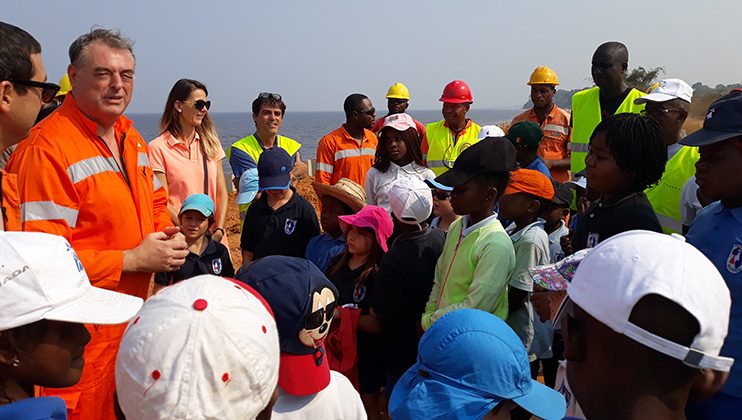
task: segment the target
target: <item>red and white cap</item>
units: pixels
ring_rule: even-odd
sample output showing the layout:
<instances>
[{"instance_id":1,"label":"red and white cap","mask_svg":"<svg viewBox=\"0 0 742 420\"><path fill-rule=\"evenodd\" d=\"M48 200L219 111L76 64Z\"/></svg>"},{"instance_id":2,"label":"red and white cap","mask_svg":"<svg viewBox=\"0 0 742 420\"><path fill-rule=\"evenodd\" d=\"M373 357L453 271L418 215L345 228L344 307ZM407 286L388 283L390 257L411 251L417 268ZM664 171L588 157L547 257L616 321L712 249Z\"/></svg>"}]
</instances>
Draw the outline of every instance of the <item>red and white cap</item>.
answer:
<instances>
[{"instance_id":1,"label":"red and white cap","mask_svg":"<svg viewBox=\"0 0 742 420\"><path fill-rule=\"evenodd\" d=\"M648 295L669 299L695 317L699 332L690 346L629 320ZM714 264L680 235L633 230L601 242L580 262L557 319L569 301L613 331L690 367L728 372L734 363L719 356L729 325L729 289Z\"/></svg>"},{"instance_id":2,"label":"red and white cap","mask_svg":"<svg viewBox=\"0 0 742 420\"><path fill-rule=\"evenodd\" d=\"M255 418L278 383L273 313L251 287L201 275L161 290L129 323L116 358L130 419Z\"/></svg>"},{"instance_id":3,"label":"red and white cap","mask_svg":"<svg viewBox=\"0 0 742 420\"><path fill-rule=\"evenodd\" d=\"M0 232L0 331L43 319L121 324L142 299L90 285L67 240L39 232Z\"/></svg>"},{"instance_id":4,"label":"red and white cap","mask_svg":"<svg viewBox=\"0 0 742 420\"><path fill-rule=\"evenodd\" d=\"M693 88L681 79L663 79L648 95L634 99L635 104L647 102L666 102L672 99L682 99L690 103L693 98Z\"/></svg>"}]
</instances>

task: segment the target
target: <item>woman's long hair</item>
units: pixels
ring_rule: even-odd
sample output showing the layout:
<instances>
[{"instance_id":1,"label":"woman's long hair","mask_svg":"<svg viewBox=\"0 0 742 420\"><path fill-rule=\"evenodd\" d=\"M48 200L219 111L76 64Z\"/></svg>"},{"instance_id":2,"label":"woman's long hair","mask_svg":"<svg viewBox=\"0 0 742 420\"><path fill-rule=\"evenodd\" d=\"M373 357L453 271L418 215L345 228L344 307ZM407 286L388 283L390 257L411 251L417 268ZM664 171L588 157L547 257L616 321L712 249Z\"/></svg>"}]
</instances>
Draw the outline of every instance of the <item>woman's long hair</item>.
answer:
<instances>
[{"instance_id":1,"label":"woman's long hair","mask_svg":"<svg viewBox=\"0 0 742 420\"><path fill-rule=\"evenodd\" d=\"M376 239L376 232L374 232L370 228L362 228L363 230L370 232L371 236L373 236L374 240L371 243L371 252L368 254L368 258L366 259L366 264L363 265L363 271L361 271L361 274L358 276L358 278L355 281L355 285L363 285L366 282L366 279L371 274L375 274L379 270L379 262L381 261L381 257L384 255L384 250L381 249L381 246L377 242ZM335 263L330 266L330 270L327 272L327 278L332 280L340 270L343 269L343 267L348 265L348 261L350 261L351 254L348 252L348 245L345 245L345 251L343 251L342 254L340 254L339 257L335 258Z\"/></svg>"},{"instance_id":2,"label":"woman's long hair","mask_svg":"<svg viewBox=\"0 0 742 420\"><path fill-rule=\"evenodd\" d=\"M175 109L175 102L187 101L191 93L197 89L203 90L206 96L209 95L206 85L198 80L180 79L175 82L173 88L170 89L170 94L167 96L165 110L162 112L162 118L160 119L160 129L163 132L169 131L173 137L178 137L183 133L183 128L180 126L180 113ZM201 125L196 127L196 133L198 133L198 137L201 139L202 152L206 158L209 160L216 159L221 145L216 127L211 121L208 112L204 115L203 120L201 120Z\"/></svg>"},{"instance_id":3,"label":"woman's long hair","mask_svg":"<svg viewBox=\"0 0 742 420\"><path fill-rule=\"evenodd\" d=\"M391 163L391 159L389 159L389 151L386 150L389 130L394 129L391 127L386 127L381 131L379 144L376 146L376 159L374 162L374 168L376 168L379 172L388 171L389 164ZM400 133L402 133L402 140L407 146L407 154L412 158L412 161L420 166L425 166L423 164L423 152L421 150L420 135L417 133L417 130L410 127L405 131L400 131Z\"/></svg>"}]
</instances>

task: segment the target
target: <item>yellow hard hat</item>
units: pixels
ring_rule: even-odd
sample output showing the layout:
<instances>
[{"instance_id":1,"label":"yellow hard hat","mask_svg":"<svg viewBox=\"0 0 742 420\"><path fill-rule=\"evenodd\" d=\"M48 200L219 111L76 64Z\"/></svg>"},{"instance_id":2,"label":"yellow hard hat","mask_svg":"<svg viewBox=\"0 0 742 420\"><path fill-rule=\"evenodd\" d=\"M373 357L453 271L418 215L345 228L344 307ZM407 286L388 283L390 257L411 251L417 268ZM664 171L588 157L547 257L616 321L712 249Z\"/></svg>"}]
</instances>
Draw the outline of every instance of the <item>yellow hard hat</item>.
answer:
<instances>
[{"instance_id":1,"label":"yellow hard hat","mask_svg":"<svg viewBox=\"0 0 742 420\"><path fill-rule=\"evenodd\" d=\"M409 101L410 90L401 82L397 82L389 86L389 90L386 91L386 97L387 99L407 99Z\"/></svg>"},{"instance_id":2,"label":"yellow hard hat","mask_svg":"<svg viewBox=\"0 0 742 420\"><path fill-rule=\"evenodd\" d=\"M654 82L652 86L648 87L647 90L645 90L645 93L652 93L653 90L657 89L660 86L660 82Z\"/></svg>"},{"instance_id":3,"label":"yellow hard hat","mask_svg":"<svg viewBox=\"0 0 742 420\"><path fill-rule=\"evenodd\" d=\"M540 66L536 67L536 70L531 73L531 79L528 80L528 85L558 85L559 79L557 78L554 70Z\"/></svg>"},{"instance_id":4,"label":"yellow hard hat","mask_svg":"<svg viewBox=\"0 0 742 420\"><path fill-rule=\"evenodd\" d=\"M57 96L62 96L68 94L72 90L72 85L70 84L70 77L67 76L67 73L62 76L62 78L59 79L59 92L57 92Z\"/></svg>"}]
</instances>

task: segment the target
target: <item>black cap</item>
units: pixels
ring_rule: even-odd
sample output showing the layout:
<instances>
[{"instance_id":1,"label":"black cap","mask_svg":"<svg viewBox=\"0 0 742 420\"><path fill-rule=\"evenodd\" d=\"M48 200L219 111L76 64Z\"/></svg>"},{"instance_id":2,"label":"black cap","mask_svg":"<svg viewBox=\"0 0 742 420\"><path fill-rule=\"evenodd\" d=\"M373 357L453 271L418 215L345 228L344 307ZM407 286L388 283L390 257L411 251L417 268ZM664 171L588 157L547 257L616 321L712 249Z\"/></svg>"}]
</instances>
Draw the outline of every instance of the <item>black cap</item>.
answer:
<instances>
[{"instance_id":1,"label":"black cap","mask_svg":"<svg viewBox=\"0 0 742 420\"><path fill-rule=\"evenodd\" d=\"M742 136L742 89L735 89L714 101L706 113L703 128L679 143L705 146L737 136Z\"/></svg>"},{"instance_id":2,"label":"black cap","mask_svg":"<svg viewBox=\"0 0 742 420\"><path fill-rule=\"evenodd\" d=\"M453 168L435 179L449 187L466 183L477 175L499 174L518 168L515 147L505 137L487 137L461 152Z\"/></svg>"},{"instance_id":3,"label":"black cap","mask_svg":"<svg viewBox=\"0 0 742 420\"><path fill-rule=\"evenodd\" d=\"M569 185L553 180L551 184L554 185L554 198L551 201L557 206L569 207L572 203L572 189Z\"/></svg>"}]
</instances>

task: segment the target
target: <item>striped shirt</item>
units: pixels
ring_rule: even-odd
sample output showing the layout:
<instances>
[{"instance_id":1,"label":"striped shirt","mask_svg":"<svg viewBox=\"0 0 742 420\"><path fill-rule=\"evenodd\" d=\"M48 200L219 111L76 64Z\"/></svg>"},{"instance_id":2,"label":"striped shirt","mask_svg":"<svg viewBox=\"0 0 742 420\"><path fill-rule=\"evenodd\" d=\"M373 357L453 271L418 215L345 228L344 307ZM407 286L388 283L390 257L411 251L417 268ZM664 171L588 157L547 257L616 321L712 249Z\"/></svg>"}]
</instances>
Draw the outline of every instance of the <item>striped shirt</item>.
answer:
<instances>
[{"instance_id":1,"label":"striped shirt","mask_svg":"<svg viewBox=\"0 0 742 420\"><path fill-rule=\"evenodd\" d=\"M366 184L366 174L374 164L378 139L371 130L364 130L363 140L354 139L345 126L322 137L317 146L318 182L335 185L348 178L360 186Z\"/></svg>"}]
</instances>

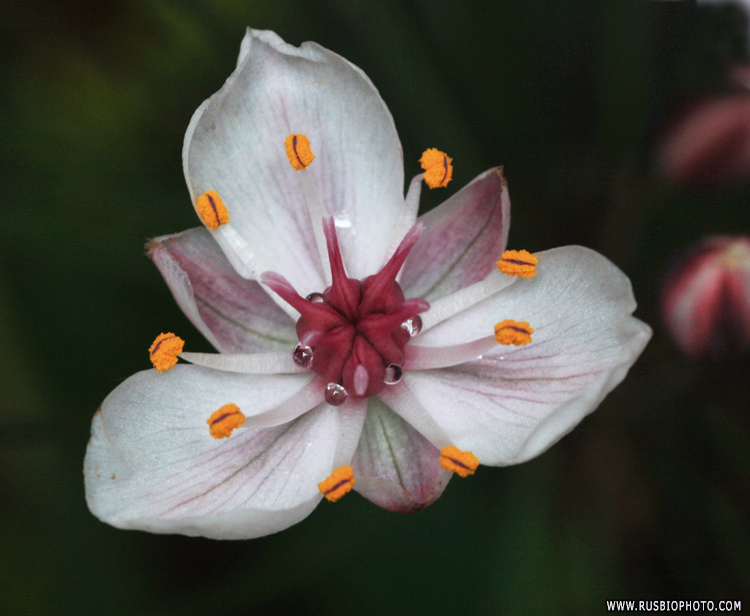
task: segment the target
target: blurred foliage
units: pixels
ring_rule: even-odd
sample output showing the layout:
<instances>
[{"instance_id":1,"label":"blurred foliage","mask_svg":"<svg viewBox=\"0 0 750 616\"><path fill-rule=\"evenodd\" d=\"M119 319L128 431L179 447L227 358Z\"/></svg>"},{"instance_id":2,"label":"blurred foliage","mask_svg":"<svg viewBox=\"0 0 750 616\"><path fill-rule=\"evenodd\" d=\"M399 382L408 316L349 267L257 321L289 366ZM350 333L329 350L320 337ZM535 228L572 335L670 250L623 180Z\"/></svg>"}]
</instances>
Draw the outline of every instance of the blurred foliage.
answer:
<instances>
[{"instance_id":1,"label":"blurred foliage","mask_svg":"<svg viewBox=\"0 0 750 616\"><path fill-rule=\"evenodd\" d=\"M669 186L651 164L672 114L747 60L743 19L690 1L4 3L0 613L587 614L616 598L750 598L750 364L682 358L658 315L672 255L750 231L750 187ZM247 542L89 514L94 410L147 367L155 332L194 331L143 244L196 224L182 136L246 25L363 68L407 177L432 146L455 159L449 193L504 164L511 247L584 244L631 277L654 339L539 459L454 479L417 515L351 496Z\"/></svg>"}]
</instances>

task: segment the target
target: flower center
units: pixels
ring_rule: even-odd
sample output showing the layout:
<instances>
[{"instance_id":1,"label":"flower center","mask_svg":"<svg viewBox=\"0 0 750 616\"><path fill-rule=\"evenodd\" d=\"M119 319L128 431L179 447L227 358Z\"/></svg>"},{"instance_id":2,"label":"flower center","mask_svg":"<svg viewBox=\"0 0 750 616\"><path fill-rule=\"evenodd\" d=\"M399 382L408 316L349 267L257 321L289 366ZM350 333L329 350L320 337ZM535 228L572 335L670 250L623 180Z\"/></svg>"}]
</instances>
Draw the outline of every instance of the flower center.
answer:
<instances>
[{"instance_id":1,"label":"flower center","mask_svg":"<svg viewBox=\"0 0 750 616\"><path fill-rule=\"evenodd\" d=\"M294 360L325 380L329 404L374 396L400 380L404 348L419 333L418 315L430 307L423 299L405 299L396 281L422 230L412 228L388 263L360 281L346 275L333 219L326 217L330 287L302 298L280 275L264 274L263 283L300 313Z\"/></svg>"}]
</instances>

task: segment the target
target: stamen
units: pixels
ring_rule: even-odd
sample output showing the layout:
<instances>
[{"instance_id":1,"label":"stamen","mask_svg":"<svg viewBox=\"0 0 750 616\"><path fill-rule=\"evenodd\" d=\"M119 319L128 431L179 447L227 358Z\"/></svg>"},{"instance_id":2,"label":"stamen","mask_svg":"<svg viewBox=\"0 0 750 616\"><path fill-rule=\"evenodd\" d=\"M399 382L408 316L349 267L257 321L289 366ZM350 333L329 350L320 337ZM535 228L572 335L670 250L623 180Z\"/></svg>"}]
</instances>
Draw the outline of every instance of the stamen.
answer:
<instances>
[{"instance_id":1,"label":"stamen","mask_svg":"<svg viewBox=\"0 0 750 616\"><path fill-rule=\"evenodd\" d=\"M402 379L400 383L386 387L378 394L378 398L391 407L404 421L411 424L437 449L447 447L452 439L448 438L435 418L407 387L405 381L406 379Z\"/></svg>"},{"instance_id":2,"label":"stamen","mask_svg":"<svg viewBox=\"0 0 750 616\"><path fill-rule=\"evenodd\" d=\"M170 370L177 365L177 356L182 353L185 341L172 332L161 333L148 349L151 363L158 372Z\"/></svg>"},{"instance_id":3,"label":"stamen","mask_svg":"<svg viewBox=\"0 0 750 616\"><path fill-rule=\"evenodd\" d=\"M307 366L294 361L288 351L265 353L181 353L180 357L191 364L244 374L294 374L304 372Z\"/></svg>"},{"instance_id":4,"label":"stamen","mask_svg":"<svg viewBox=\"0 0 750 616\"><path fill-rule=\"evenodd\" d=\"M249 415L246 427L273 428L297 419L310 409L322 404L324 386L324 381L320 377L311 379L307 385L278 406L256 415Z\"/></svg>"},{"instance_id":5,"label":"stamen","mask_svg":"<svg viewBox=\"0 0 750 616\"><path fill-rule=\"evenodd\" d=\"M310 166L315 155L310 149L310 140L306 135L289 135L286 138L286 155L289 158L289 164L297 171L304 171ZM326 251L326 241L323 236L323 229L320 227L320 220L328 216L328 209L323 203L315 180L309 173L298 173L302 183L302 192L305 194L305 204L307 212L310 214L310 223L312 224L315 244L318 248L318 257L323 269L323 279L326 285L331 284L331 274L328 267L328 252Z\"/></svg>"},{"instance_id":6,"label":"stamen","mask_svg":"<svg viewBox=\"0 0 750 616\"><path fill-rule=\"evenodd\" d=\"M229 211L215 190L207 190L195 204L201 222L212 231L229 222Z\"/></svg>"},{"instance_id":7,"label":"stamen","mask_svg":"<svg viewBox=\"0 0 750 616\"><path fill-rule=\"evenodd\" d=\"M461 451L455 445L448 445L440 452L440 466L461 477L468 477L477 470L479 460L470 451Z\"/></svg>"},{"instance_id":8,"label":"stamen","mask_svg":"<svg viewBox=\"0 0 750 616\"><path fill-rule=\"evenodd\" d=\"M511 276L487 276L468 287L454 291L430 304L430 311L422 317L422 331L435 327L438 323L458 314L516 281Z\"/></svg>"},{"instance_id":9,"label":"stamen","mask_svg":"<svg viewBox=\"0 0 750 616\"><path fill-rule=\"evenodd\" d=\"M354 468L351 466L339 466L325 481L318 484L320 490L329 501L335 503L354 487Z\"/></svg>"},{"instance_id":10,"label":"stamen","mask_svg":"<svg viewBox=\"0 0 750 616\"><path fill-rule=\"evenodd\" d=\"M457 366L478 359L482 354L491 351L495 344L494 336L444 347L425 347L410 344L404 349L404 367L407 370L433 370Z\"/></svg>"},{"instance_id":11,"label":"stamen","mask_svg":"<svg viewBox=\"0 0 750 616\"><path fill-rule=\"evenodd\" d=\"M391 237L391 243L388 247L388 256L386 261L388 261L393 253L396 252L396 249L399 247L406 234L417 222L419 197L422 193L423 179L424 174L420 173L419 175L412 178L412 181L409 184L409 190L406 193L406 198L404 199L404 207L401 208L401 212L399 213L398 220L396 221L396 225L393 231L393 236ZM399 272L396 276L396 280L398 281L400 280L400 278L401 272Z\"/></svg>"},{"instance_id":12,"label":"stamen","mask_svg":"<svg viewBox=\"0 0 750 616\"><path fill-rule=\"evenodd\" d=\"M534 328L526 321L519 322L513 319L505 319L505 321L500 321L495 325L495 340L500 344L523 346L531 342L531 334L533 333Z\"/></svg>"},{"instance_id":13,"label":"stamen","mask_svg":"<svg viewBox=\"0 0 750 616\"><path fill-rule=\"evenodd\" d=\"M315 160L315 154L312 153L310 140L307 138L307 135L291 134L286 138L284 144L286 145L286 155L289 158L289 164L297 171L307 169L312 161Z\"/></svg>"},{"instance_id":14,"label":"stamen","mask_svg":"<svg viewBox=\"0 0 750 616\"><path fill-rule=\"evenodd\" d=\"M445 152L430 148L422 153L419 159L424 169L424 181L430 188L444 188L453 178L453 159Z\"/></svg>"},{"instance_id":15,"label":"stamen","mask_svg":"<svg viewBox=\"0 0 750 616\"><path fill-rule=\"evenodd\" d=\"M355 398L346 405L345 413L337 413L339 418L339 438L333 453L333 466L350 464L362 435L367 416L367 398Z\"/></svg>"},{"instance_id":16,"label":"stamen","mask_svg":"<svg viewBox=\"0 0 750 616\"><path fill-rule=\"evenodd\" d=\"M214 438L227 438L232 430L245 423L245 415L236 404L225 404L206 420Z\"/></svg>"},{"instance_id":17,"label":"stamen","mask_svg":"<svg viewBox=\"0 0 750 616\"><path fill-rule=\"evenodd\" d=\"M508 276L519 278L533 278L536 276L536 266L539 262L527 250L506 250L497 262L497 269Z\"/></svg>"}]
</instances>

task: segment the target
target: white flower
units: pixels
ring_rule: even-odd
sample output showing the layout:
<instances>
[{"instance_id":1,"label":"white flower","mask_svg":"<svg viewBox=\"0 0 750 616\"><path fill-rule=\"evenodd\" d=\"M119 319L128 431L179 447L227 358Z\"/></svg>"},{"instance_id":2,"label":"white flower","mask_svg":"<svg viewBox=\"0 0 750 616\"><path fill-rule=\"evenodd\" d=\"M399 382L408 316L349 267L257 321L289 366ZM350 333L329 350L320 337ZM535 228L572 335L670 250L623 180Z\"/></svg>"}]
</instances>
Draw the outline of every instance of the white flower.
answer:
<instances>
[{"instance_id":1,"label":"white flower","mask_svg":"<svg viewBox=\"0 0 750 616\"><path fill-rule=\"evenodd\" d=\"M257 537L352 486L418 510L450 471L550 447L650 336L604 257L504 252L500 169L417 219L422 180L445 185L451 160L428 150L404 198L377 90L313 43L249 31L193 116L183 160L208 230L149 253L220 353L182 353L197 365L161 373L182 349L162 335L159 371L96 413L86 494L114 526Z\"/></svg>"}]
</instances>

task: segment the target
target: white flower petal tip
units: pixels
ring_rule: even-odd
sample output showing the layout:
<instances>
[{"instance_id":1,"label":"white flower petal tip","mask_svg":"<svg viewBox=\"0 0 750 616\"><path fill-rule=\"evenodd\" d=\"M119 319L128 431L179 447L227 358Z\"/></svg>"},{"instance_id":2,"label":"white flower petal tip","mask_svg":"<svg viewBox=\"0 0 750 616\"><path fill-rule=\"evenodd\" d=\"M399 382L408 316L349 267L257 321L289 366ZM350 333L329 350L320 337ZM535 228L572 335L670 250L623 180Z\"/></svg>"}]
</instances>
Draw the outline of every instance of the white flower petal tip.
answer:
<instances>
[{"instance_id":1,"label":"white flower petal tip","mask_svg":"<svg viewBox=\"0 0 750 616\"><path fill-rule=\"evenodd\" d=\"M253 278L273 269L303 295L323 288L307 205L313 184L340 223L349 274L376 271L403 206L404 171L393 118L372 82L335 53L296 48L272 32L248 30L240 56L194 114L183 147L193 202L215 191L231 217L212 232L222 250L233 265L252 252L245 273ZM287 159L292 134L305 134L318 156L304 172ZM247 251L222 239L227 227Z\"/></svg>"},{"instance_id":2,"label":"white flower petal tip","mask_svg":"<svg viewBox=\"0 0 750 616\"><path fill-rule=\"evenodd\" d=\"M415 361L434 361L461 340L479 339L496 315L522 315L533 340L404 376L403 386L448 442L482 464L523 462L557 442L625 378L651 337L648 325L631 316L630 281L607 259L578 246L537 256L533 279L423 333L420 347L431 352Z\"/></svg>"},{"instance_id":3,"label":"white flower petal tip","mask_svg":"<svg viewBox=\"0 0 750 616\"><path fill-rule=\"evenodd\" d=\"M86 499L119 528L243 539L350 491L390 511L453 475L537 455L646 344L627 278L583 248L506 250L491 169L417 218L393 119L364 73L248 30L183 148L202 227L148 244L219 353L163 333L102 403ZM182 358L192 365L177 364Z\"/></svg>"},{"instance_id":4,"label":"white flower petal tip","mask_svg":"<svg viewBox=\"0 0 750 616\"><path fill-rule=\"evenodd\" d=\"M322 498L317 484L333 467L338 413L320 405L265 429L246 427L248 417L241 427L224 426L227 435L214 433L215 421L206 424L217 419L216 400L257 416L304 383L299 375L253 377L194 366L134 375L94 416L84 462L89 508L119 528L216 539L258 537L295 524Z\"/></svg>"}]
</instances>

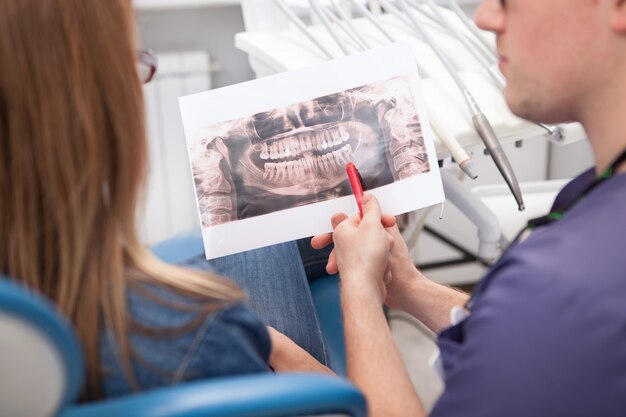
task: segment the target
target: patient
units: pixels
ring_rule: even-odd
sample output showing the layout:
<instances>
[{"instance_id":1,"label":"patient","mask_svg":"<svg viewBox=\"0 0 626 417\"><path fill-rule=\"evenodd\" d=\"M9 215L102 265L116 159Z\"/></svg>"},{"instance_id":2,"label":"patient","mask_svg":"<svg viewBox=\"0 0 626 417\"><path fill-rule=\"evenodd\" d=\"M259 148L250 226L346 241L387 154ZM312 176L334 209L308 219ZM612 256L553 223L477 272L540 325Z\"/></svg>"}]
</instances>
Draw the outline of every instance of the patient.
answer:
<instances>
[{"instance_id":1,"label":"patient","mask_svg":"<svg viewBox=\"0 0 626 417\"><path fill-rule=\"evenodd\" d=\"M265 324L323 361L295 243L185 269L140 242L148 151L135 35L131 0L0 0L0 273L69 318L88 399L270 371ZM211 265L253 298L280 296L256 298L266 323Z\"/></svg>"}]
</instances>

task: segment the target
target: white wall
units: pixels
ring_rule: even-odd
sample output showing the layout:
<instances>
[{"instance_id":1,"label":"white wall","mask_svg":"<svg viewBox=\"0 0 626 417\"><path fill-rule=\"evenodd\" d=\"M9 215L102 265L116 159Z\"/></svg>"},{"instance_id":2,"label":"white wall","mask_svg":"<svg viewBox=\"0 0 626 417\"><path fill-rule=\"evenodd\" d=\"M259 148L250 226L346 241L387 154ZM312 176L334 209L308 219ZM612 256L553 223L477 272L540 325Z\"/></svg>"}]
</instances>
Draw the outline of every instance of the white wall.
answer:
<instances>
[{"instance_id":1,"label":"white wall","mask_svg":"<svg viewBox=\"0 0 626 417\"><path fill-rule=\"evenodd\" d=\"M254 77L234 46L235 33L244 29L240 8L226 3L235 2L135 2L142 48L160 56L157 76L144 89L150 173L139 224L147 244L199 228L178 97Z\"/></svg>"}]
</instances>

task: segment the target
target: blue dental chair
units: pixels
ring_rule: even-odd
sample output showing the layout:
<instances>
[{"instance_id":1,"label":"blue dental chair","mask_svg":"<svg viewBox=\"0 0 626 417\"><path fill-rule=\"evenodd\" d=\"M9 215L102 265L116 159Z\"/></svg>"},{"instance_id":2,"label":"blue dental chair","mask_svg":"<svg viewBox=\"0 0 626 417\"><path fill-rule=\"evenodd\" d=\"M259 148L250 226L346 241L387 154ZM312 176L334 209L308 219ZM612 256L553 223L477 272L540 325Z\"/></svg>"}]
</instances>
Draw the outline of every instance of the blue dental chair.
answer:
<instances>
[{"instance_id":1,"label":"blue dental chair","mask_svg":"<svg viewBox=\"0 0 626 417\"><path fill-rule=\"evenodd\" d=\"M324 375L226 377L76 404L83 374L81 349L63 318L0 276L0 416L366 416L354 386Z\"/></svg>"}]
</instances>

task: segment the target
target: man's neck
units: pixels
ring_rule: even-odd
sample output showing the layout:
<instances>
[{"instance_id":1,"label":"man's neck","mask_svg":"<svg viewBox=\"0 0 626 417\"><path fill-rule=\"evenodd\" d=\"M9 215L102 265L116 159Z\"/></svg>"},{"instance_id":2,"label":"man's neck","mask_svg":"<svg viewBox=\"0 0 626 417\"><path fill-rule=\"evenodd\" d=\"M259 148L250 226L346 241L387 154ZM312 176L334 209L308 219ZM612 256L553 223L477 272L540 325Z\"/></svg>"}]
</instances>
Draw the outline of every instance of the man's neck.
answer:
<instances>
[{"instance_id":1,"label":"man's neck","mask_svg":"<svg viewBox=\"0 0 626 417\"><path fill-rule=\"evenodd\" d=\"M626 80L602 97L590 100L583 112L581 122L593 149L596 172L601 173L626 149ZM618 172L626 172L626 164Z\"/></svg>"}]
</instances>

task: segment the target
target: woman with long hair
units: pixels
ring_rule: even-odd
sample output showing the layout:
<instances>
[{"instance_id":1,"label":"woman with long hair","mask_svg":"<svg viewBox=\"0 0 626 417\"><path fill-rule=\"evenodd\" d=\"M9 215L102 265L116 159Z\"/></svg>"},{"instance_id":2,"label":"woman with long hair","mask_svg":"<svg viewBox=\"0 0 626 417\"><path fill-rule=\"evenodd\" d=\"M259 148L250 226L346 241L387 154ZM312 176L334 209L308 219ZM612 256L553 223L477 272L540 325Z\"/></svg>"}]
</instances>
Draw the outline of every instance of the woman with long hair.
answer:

## Problem to solve
In the entries above, how many lines contain the word "with"? Provide the number alone.

## Response box
3